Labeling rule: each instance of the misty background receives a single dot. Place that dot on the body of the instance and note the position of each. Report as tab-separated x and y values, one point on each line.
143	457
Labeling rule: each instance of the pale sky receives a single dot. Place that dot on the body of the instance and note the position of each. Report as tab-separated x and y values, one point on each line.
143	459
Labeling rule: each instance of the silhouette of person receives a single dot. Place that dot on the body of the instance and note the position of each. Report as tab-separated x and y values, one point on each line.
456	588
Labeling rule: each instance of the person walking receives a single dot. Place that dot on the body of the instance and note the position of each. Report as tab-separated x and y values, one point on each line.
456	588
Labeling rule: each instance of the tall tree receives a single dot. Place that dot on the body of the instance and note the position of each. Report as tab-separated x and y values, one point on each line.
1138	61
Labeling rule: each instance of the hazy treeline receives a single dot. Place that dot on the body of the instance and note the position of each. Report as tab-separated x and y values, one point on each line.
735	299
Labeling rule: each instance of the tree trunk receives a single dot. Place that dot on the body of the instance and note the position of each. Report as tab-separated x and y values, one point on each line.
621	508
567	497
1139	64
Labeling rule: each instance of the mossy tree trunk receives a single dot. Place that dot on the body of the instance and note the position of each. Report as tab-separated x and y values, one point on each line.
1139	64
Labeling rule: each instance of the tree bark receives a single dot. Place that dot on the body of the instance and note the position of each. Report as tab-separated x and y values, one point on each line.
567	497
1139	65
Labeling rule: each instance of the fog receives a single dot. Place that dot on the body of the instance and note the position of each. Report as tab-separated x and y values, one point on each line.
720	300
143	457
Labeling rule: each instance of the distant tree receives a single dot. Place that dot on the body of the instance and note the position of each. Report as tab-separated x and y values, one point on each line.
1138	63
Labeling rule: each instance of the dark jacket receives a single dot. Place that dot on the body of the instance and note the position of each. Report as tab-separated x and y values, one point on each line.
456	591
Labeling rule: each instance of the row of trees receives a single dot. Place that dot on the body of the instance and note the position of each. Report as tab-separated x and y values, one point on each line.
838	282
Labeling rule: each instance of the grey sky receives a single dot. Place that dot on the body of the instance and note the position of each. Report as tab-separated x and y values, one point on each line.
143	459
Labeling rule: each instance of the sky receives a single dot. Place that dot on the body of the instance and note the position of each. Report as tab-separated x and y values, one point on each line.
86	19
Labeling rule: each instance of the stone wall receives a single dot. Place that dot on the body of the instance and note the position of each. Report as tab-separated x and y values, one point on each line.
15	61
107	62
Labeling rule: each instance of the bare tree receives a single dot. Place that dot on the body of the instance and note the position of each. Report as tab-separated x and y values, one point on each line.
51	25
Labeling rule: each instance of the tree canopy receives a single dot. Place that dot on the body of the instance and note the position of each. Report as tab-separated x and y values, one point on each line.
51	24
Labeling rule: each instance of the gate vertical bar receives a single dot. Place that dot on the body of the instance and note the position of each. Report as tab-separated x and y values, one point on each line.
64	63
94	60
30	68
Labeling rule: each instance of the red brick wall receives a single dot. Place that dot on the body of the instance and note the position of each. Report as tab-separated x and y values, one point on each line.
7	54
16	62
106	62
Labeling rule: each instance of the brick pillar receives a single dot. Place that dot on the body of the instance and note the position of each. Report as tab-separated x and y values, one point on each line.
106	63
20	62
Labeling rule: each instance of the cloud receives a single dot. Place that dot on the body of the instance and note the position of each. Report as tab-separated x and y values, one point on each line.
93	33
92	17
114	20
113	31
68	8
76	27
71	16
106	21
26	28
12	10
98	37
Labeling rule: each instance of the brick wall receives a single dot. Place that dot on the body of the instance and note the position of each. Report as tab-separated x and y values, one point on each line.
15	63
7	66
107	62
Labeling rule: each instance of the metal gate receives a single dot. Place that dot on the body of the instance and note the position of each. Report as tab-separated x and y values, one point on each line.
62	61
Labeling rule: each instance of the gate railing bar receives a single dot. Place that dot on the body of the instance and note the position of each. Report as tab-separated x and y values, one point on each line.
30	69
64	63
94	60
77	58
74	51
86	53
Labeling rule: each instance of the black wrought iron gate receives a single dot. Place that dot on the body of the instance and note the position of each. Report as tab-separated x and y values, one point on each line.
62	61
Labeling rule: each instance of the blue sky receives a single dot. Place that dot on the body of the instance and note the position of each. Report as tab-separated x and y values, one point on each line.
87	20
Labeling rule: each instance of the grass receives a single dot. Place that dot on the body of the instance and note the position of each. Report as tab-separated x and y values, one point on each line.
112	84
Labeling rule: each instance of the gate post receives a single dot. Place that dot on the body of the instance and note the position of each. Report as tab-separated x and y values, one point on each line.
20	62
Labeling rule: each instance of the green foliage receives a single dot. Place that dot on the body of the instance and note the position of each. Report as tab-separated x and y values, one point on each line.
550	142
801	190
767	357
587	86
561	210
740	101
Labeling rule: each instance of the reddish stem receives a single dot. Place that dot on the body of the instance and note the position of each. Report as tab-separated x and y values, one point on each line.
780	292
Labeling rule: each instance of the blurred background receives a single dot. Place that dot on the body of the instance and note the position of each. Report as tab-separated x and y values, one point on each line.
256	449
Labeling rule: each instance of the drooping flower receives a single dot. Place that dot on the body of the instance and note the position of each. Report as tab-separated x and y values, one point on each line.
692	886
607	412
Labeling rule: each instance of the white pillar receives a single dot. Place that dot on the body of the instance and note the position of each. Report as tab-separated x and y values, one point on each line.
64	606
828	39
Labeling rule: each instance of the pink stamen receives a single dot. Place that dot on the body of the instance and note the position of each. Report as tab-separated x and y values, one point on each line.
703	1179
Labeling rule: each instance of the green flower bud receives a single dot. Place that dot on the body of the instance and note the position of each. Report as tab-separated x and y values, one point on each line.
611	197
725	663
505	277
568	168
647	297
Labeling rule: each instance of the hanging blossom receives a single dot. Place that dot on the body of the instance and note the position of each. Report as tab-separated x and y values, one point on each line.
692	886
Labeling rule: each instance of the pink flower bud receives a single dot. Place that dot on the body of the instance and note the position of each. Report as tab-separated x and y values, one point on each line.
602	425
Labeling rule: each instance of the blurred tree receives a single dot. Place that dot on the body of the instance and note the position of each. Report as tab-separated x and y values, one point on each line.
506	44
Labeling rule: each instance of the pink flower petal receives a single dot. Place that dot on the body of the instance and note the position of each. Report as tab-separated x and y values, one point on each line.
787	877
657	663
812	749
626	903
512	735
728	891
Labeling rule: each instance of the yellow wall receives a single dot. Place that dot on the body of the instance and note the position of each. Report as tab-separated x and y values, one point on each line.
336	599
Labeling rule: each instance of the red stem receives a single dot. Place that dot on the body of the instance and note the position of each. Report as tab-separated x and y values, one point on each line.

━━━━━━━━━━

Consigne => Reproduisez l'ensemble du matériel ci-dessus en remplaçant partout « Labeling rule » par « Annotation guideline ». Ne modifiez rien d'autre.

Résultat =>
Annotation guideline: each instance of the misty background receives a single dot. Place that dot on the body of the instance and note the position of each. Report as tab-separated x and y values, one point on each line.
143	457
Annotation guideline: each instance of the pale sky receives a single dot. Place that dot on the body of the instance and note the position of each. Report as tab-separated x and y values, one point on each line.
143	459
Annotation guideline: each instance of the silhouette of person receives a single dot. Place that dot on the body of the instance and note the position of each. Report as tab-separated x and y values, one point on each line.
456	588
Annotation guideline: each instance of the person walking receives a single dot. Place that dot on the body of the instance and note the position of each. Report as tab-separated x and y values, one point on each line.
456	588
Annotation guideline: each instance of the tall tree receives a single dot. Place that dot on the body of the instance and note the position of each. Report as tab-separated x and y values, one point on each line.
1138	61
Annotation guideline: each instance of the hazy treeline receives a single dot. Place that dot on the body of the instance and note the position of each. Report as tab-separated x and y values, one point on each line.
735	299
Annotation guideline: each instance of the tree trunk receives a single dot. Place that dot on the body of the instance and note the position of each. Report as tab-separated x and y values, one point on each line.
621	508
567	497
1139	64
Annotation guideline: each instance of the mossy tree trunk receives a single dot. Place that dot on the body of the instance and note the position of each. Report as tab-separated x and y values, one point on each line.
1139	64
Annotation guideline: each instance of the tree bark receives a single dot. Place that dot on the body of the instance and note the position of each. Report as tab-separated x and y values, one point on each line.
567	497
1139	65
Annotation guideline: each instance of the fog receives a single dot. Place that dot on the body of the instance and note the position of each. Report as tab-separated x and y values, one point on each line.
720	300
143	457
Annotation guideline: each instance of the distant tree receives a single dot. Place that dot on the body of the instance and note the position of each. Report as tab-separated x and y values, one point on each line.
1138	63
Annotation guideline: each instance of the dark jacket receives a single dot. Place that dot on the body of the instance and note the position of each. Report as tab-separated x and y values, one point on each line.
456	591
Annotation guideline: each instance of the row of trees receives a single dot. Place that dot on the body of the instance and note the position of each. Report as tab-separated x and y values, one point on each line.
838	282
Annotation guideline: each instance of the grey sky receives a single dot. Place that dot on the body of the instance and note the position of each. Report as tab-separated x and y values, one point on each line.
143	459
Annotation guideline: each instance of the sky receives a single dot. Place that dot on the body of the instance and note the position of each. Report as tab-separated x and y values, one point on each line.
86	19
Annotation guideline: each instance of the stone wall receives a single dot. Place that dot on the body of the instance and note the position of each. Report as tab-separated x and y values, one point on each line.
15	61
107	62
Annotation guideline: each instance of the bare tree receives a single dot. Place that dot on the body of the instance and note the position of each. Report as tab-separated x and y values, one point on each line.
51	25
Annotation guideline: each instance of the tree canopy receives a single dot. Place that dot on the body of the instance and note the position of each. Report as tab-separated x and y values, one point on each line.
51	24
Annotation guideline: each instance of the gate vertical bar receives a single dot. Place that dot on the body of the instance and note the position of each. Report as tab-separated x and y values, one point on each line.
64	63
94	60
30	68
Annotation guideline: each instance of the red brick wall receives a single dot. Place that dot on the body of the instance and note the position of each. Report as tab-separated x and y values, one point on each line.
7	54
16	62
106	62
Annotation guideline: each instance of the brick pillar receives a single dot. Place that dot on the body of the instance and note the position of each. Report as tab-separated x and y values, one point on each line.
106	63
20	62
Annotation guideline: each instance of the cloud receives a single dot. Place that dot on the body of the instance and note the position of each. Report as tab-separated x and y values, one point on each line.
93	33
92	17
114	20
113	31
68	8
76	27
71	16
106	21
26	28
12	10
98	37
Annotation guideline: each instance of the brick wall receives a single dot. Place that dot on the body of the instance and note the position of each. Report as tab-separated x and y values, one point on each line.
15	63
7	66
107	62
Annotation guideline: each instance of the metal gate receives a single dot. Place that dot on the body of the instance and note the position of each. Report as tab-separated x and y values, one point on each line.
62	61
Annotation guideline: each instance of the gate railing bar receives a single dot. Place that dot on the body of the instance and note the position of each. Report as tab-separated x and y values, one point on each line.
30	69
64	63
94	60
77	58
74	51
86	53
Annotation guideline: each instance of the black wrought iron gate receives a single dot. Place that dot on the body of the instance and note the position of each. Report as tab-separated x and y values, one point on each line.
62	61
Annotation guideline: each instance of the blue sky receives a single dot. Place that dot on the body of the instance and note the position of each. Report as tab-separated x and y values, one point on each line.
87	20
Annotation guideline: each instance of the grass receives a single dot. Place that dot on the body of the instance and note the position of each. Report as tab-separated x and y values, one point on each line.
112	84
Annotation guideline: each instance of the gate post receives a single dot. Place that dot on the body of the instance and note the position of each. Report as tab-separated x and y values, one point on each line.
20	62
Annotation guideline: each instance of the green foliage receives a single dot. Place that dot on the body of the instance and note the position of each. Report as tab-separated x and y values, one point on each line.
550	142
801	190
767	357
587	86
561	210
740	101
Annotation guideline: each instance of the reddish stem receives a single dot. Place that dot on the body of the instance and note the position of each. Report as tab-separated x and y values, one point on each line.
780	292
Annotation guideline: each instance of the blurred background receives a single dot. Place that dot on the body of the instance and note the position of each. Report as tab-separated x and y values, one point on each line.
256	449
Annotation guideline: each instance of the drooping flower receives a single dot. Place that dot on the body of the instance and note the position of each. Report as tab-separated x and y values, one point on each line.
692	886
607	412
Annotation guideline: each instance of the white pillar receives a single dot. Place that dot on the body of the instance and note the position of each. Report as tab-separated x and y values, one point on each line.
64	606
828	39
Annotation guideline: each instance of the pink stamen receives a single dot. Place that dot on the body of the instance and note the position of each. Report as tab-separated x and y values, one point on each line.
703	1179
Annotation guideline: each instance of the green flower bud receives a single dot. Place that dot on the body of the instance and note the position of each. Report as tab-separated x and y values, one point on each line.
611	197
725	663
505	277
568	168
647	297
Annotation guideline: each instance of the hanging blossom receives a single dot. Place that dot on the body of the instance and note the position of each. Report as tab-separated x and y values, one point on each line.
692	886
Annotation guideline: each instance of the pink flower bud receives a single dot. Place that dot on the body of the instance and note the position of each. Report as tab-separated x and y values, one point on each line.
602	425
Annotation guideline: each instance of the blurred tree receives a single dot. Place that dot on the body of the instance and note the position of each. Report as tab-separated x and y values, one point on each line.
506	44
Annotation guideline: each instance of the pink flower petal receives a single dot. Place that dot on the body of the instance and note the position of each. Report as tab-separated x and y values, one point on each line.
787	877
657	663
812	749
626	903
512	735
728	891
Annotation guideline: each instance of the yellow wall receives a single dot. Place that dot on the body of the instance and note the position of each. Report as tab-separated x and y values, one point on each line.
336	599
Annotation guideline: each instance of the red stem receives a single dot. Place that dot on the body of the instance and note the position of each. Report as tab-separated x and y values, one point on each line.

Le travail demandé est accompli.